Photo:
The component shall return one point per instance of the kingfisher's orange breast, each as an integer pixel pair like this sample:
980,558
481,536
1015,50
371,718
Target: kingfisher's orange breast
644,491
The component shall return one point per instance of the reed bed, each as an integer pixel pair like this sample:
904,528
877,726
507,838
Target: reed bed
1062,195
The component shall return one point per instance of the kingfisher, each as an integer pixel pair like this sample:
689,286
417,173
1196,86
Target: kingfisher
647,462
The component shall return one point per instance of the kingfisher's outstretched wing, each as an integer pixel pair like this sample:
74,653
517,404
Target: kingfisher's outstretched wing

---

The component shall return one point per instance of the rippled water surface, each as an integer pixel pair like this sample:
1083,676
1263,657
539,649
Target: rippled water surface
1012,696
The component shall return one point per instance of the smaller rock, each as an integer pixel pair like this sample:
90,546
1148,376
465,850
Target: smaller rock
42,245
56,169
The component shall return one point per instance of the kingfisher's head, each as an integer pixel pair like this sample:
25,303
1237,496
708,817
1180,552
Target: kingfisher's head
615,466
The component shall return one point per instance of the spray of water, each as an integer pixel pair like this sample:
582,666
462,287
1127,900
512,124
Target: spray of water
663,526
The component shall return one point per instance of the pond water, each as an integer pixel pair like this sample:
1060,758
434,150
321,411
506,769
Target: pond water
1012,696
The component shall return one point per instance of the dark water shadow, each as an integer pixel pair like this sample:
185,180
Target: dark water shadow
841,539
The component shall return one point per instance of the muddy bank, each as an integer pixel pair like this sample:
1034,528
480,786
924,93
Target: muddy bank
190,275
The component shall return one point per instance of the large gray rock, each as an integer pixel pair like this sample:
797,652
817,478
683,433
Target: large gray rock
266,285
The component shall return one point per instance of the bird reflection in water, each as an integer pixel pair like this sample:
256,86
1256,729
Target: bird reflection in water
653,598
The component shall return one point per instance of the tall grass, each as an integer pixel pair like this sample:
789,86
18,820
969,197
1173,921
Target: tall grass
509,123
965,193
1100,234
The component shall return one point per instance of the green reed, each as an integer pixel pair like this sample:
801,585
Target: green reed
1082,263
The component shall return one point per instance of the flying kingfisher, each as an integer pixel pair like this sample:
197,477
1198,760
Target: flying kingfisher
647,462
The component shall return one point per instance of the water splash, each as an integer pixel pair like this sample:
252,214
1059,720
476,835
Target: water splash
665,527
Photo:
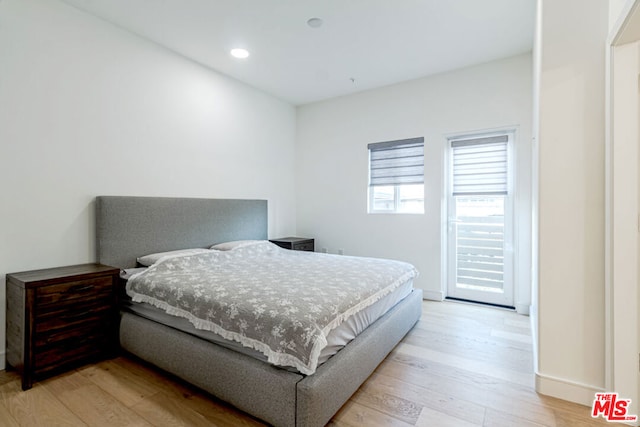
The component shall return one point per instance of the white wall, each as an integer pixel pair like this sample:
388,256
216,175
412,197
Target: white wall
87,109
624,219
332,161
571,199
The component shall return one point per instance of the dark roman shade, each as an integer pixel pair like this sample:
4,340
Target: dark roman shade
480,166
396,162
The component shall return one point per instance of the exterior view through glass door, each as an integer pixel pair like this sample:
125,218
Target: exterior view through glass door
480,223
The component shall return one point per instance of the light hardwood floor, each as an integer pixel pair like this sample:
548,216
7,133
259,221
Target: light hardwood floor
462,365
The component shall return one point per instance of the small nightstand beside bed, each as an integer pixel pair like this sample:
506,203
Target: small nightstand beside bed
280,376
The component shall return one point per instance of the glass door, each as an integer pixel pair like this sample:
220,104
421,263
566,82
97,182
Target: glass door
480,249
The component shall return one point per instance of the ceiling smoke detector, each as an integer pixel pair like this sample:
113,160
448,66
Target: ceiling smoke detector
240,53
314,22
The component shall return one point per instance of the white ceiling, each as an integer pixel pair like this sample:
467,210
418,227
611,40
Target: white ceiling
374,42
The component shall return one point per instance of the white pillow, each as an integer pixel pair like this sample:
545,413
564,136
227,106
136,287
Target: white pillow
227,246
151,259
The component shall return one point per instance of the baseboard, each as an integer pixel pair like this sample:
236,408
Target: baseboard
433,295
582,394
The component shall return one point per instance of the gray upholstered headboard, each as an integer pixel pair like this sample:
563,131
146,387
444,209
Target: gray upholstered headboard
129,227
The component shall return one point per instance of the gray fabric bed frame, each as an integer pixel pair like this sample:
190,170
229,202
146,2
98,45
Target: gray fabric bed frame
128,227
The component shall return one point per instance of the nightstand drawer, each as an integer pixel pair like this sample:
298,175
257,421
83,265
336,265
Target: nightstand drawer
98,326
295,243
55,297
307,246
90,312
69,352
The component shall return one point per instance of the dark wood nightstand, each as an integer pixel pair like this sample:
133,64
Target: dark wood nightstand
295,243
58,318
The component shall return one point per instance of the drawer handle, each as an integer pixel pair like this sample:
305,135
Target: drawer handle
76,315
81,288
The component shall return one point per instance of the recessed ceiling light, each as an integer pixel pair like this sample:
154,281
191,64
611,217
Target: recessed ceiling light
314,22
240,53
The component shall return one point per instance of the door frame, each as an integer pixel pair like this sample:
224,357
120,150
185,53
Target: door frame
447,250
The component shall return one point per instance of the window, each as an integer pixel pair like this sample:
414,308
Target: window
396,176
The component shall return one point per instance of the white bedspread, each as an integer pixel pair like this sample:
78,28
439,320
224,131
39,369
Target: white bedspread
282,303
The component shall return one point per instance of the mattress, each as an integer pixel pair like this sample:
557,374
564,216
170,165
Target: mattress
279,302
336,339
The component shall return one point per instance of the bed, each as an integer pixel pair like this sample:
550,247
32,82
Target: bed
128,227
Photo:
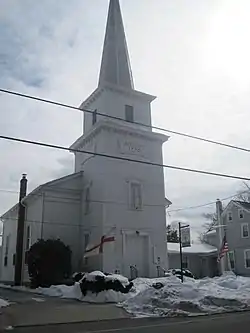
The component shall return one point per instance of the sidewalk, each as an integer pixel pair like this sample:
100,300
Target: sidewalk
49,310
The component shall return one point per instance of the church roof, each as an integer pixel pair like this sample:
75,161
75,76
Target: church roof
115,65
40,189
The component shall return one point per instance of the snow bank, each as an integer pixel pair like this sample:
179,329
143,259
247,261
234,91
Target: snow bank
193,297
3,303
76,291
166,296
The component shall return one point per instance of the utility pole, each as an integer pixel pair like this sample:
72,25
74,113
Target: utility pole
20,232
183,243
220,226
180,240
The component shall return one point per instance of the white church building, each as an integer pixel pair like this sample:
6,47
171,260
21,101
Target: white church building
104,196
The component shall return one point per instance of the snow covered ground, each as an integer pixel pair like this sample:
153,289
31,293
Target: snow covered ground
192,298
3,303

#### [YOUR OBJECTIVE]
One number and nothing else is the answer: how many lines of the material include "outstretched".

#### [ANSWER TO THE PROBLEM]
2